++++ Texte d'étude

Congrès des sapeurs-pompiers : une "nouvelle ère" entre rouges et blancs ?

Présent pour la première fois au congrès des sapeurs-pompiers, le ministre de la Santé a répondu positivement à plusieurs revendications de la Fédération nationale des sapeurs-pompiers de France (FNSPF). Côté gouvernance et financements du modèle de sécurité civile ou renforcement du volontariat, les réponses apportées auront en revanche été moins tangibles, le ministre de l’Intérieur en appelant pour l’essentiel à davantage de solidarité entre les départements. Face à la montée des risques, le président de la FNSPF appelle de son côté à mieux former les élus.

 

"Nous attendons de vous, ce matin, des réponses fortes et claires." S’adressant aux ministres de la Santé et de l’Intérieur en clôture du 129e congrès des sapeurs-pompiers de France, qui se tenait du 4 au 8 octobre à Toulouse, le président de la Fédération nationale des sapeurs-pompiers de France (FNSPF), Jean-Paul Bosland, s’est sans surprise (voir notre article du 5 octobre 2023) fait "fort et clair". Avec plus ou moins de succès.

++++++++
++++ Données fournies

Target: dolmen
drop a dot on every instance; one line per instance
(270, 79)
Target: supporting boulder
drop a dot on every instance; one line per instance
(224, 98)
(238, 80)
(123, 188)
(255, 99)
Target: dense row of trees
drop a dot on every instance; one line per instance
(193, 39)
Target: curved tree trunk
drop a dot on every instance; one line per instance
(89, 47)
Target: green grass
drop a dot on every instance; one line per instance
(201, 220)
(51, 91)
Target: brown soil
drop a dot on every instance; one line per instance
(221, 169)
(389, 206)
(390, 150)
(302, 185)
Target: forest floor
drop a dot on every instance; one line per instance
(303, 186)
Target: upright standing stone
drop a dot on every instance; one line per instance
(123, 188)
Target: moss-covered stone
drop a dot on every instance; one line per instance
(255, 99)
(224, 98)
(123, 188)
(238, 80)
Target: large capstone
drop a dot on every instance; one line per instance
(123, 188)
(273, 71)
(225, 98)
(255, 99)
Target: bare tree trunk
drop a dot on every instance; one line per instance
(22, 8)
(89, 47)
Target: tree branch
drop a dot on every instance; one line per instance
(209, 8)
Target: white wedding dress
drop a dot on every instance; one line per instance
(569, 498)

++++++++
++++ Données fournies

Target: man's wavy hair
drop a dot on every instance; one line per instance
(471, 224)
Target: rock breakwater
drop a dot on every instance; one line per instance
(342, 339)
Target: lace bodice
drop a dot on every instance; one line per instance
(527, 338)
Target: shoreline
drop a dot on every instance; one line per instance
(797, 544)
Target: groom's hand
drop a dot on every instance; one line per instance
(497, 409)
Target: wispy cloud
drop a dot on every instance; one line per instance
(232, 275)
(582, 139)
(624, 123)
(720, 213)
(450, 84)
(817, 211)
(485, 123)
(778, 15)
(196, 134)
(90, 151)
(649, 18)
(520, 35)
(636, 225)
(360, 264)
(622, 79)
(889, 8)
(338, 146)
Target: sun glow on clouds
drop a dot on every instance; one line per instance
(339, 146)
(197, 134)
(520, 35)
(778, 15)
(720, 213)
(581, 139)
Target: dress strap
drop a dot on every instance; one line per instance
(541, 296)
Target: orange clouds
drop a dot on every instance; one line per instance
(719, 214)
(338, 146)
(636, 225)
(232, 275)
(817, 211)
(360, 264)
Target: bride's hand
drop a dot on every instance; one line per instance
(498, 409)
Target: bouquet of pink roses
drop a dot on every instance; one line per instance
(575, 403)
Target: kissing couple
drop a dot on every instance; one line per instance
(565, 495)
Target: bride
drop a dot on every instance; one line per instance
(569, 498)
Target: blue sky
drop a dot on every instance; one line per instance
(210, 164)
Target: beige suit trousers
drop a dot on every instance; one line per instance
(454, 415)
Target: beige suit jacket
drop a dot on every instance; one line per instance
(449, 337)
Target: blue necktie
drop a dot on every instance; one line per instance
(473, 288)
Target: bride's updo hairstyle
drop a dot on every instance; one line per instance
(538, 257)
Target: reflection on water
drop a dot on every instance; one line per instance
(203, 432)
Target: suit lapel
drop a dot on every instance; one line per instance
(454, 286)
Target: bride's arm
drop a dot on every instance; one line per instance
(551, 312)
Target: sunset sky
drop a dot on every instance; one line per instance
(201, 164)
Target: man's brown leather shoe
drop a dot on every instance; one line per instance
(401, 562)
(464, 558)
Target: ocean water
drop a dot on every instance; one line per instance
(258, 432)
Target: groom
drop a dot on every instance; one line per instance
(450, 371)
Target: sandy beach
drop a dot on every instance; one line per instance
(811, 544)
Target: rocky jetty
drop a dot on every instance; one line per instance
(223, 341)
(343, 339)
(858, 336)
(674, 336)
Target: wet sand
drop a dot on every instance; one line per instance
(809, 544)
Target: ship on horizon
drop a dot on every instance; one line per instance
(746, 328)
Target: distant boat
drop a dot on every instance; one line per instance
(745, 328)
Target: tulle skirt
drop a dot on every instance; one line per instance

++++++++

**Consigne à suivre**. Dans quelle ville et à quelles dates le 129e congrès des sapeurs-pompiers de France s'est-il tenu selon le texte d'étude ? Répondez en une phrase, s'il vous plaît.

**Réponse attendue**. Le 129e congrès s'est tenu à Toulouse, du 4 au 8 octobre.